# Given instruction
Count the lines in the records below that contain the string "road", matching case exactly, and give only that number.

# Supplied data
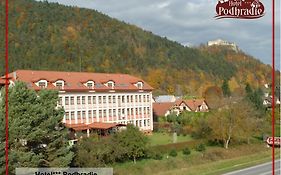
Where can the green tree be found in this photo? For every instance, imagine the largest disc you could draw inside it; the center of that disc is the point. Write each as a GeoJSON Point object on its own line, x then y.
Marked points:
{"type": "Point", "coordinates": [134, 141]}
{"type": "Point", "coordinates": [35, 134]}
{"type": "Point", "coordinates": [234, 121]}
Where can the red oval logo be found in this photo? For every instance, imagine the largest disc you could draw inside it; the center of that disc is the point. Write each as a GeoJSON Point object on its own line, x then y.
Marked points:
{"type": "Point", "coordinates": [243, 9]}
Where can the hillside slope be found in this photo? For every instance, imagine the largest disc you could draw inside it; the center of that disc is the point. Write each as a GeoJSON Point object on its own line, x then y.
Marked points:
{"type": "Point", "coordinates": [50, 36]}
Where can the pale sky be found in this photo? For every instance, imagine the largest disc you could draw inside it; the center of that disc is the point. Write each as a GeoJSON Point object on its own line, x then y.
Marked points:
{"type": "Point", "coordinates": [192, 22]}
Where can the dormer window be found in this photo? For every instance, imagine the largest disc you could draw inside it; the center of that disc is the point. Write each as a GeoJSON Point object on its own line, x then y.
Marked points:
{"type": "Point", "coordinates": [42, 84]}
{"type": "Point", "coordinates": [110, 84]}
{"type": "Point", "coordinates": [59, 84]}
{"type": "Point", "coordinates": [139, 85]}
{"type": "Point", "coordinates": [90, 84]}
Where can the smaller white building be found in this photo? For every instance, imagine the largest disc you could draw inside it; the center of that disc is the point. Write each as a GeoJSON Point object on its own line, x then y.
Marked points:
{"type": "Point", "coordinates": [220, 42]}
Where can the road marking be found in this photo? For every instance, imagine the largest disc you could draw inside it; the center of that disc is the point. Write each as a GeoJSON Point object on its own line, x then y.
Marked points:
{"type": "Point", "coordinates": [245, 169]}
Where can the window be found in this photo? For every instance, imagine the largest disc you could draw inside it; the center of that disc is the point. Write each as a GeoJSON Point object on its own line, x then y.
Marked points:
{"type": "Point", "coordinates": [139, 85]}
{"type": "Point", "coordinates": [78, 100]}
{"type": "Point", "coordinates": [99, 100]}
{"type": "Point", "coordinates": [94, 99]}
{"type": "Point", "coordinates": [72, 115]}
{"type": "Point", "coordinates": [66, 100]}
{"type": "Point", "coordinates": [83, 114]}
{"type": "Point", "coordinates": [42, 84]}
{"type": "Point", "coordinates": [104, 99]}
{"type": "Point", "coordinates": [110, 84]}
{"type": "Point", "coordinates": [72, 100]}
{"type": "Point", "coordinates": [60, 101]}
{"type": "Point", "coordinates": [94, 113]}
{"type": "Point", "coordinates": [90, 84]}
{"type": "Point", "coordinates": [59, 84]}
{"type": "Point", "coordinates": [89, 100]}
{"type": "Point", "coordinates": [83, 100]}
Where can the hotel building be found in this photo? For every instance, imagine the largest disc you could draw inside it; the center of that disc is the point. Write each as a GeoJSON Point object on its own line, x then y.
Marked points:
{"type": "Point", "coordinates": [95, 98]}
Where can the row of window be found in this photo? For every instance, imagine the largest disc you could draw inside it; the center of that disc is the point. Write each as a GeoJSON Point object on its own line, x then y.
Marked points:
{"type": "Point", "coordinates": [111, 112]}
{"type": "Point", "coordinates": [103, 99]}
{"type": "Point", "coordinates": [90, 84]}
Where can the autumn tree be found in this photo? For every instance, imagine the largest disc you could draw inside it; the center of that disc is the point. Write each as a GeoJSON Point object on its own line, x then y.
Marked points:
{"type": "Point", "coordinates": [36, 137]}
{"type": "Point", "coordinates": [233, 121]}
{"type": "Point", "coordinates": [225, 88]}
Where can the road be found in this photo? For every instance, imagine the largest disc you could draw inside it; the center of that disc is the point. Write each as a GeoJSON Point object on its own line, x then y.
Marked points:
{"type": "Point", "coordinates": [262, 169]}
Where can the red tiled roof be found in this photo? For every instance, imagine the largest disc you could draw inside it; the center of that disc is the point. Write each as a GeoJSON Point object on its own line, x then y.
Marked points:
{"type": "Point", "coordinates": [96, 125]}
{"type": "Point", "coordinates": [193, 104]}
{"type": "Point", "coordinates": [74, 80]}
{"type": "Point", "coordinates": [2, 81]}
{"type": "Point", "coordinates": [160, 109]}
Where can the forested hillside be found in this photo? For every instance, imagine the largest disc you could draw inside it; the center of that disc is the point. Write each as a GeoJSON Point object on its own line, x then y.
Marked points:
{"type": "Point", "coordinates": [50, 36]}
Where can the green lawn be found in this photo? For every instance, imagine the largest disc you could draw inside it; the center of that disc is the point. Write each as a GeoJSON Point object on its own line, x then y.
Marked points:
{"type": "Point", "coordinates": [166, 138]}
{"type": "Point", "coordinates": [216, 160]}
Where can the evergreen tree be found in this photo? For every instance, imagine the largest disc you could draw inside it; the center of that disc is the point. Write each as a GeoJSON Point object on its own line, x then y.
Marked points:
{"type": "Point", "coordinates": [225, 89]}
{"type": "Point", "coordinates": [36, 137]}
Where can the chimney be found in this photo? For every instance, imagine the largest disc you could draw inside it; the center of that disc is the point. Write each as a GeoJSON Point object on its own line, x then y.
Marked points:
{"type": "Point", "coordinates": [15, 75]}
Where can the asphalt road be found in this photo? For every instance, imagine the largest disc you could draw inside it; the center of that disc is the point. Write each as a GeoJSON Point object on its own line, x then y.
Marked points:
{"type": "Point", "coordinates": [262, 169]}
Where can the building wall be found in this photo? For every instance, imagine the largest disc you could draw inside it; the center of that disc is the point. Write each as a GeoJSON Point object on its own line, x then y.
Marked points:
{"type": "Point", "coordinates": [112, 107]}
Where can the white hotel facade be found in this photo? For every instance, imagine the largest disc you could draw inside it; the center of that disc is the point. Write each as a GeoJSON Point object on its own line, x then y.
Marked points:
{"type": "Point", "coordinates": [99, 98]}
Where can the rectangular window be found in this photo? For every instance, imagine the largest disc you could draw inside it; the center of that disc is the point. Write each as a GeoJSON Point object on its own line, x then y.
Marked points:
{"type": "Point", "coordinates": [71, 100]}
{"type": "Point", "coordinates": [72, 115]}
{"type": "Point", "coordinates": [84, 114]}
{"type": "Point", "coordinates": [59, 85]}
{"type": "Point", "coordinates": [66, 100]}
{"type": "Point", "coordinates": [94, 99]}
{"type": "Point", "coordinates": [94, 113]}
{"type": "Point", "coordinates": [78, 100]}
{"type": "Point", "coordinates": [83, 100]}
{"type": "Point", "coordinates": [42, 84]}
{"type": "Point", "coordinates": [60, 101]}
{"type": "Point", "coordinates": [99, 99]}
{"type": "Point", "coordinates": [104, 99]}
{"type": "Point", "coordinates": [89, 100]}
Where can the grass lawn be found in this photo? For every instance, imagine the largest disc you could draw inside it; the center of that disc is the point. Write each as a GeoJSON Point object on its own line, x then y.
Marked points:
{"type": "Point", "coordinates": [215, 160]}
{"type": "Point", "coordinates": [166, 138]}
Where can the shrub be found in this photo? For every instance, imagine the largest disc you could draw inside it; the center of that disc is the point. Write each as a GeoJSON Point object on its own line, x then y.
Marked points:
{"type": "Point", "coordinates": [154, 154]}
{"type": "Point", "coordinates": [173, 153]}
{"type": "Point", "coordinates": [201, 147]}
{"type": "Point", "coordinates": [186, 151]}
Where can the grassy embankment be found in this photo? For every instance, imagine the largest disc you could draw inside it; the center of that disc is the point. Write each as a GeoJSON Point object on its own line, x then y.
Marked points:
{"type": "Point", "coordinates": [215, 160]}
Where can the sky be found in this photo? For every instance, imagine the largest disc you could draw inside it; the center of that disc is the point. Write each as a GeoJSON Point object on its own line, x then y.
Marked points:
{"type": "Point", "coordinates": [192, 22]}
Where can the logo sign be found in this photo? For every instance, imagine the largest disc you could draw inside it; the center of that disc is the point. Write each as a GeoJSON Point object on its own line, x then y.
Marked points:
{"type": "Point", "coordinates": [277, 141]}
{"type": "Point", "coordinates": [243, 9]}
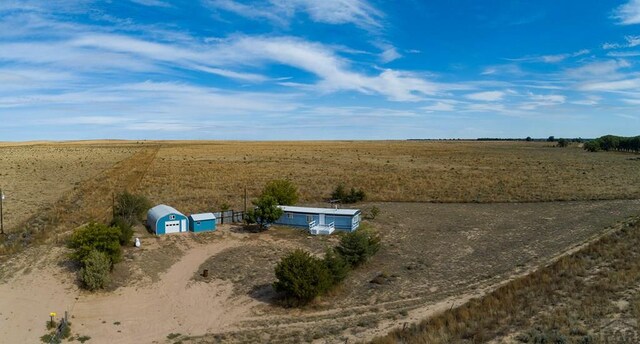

# Written answer
3